OBJECTIVE: Give the entries again from the line with "Provide one point per instance of the stork's" up to and including the line with "[(372, 671)]", switching "Target" to "Label" and changing nothing else.

DATA ENTRIES:
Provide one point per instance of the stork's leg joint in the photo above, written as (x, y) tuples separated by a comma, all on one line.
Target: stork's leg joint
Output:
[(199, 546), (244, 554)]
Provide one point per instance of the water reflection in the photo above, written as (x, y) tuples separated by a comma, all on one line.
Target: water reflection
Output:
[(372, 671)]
* * *
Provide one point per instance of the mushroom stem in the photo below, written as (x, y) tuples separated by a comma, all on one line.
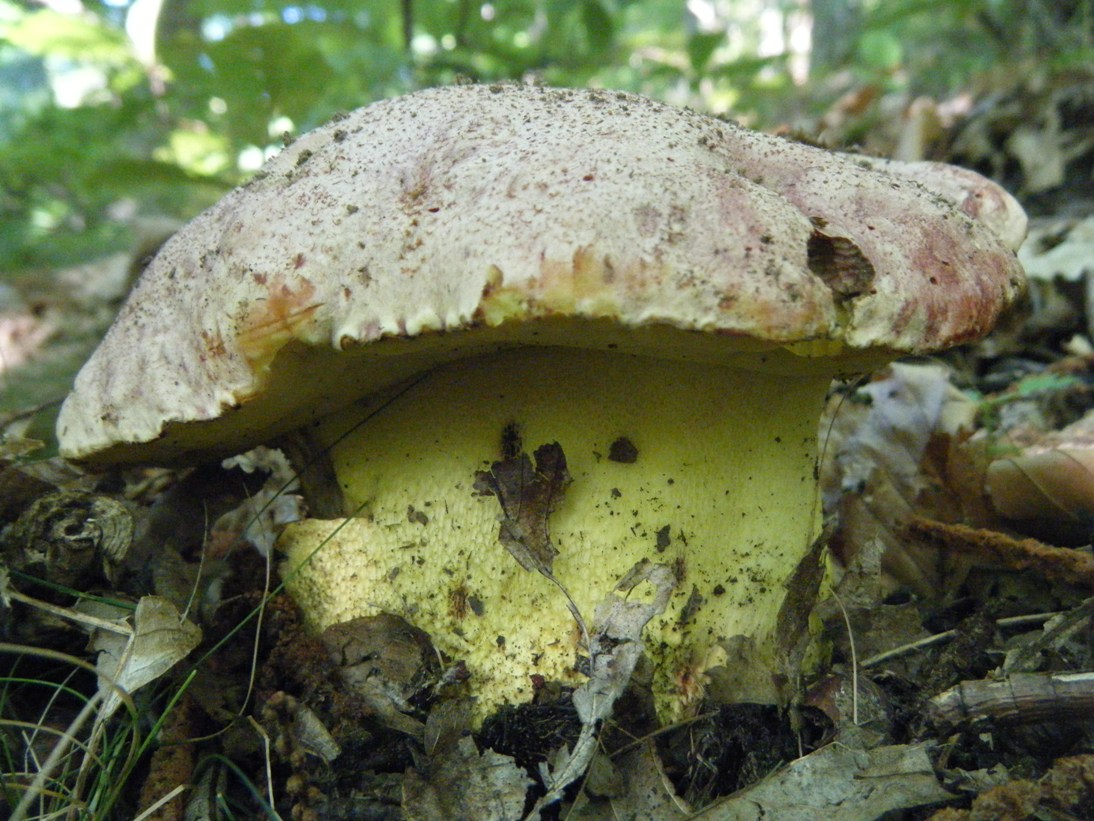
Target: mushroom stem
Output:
---
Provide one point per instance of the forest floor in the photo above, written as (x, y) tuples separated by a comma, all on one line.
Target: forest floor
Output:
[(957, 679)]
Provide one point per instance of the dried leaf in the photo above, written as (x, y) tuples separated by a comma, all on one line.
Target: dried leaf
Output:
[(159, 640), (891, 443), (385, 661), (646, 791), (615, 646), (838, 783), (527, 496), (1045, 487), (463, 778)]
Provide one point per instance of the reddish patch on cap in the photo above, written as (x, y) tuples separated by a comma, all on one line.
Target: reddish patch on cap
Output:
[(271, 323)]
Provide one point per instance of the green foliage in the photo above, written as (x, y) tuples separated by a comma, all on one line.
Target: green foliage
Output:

ANSWER TO THIS EXERCISE:
Provide one point per instance of the stork's leg joint in the photo above, written as (x, y) tuples separated by a comma, all on one line.
Label: stork's leg joint
Output:
[(199, 546), (244, 554)]
Provide one point per instance of the water reflection in the photo above, written as (x, y) tuples separated by a comma, all on one line.
Label: water reflection
Output:
[(372, 671)]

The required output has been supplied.